What the task requires.
Continue the article about the Trump administration asking OpenAI to limit the release of GPT-5.6, starting after its last sentence.

Extracted text.
Trump Administration Asks OpenAI to Limit Release of GPT-5.6 Model
Trump Administration Asks OpenAI to Limit Release of GPT-5.6 Model The Trump administration’s move to slow the rollout of OpenAI’s next flagship model, GPT-5.6, has turned a long‑running debate over AI safety into a live test of how far Washington can go in steering private AI development.
In early June, President Trump signed an AI security executive order directing agencies to build processes for testing powerful models before public release, laying the groundwork for closer oversight. As officials assessed OpenAI’s forthcoming GPT-5.6, the White House’s Office of the National Cyber Director and the Office of Science and Technology Policy pressed for a restricted launch while they develop a broader security framework.

Exercise data.
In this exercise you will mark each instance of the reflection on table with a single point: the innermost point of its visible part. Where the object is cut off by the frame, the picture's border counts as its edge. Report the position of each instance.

Output of the task.
By June 25, multiple outlets reported that the administration had formally asked OpenAI to limit GPT-5.6’s initial release to a “small set of government‑approved partners,” marking the first time the U.S. government has preemptively requested an American AI company to restrict a model before launch. TechCrunch described the shift as the White House “asking OpenAI to slow roll the release of its new model over safety concerns.”
Inside OpenAI, CEO Sam Altman told employees the company would comply by offering a limited preview to select enterprise customers, with the government “approving access customer by customer” and a possible wider rollout “a couple of weeks later” if the trial goes well. Altman stressed in a memo that this is “not our preferred long term model” and that OpenAI wants a “more sustainable approach for future releases.”
The Trump administration frames the move as narrowly targeted at models with “Mythos‑like” capabilities, referencing rival Anthropic’s restricted Claude Mythos system, which the company itself kept “under wraps” over fears of misuse. Yet critics see an uneven, increasingly heavy‑handed posture: Anthropic recently faced an export‑control directive barring “foreign nationals” from accessing its Mythos 5 and Fable 5 models, while OpenAI has so far been granted a more flexible, case‑by‑case preview regime.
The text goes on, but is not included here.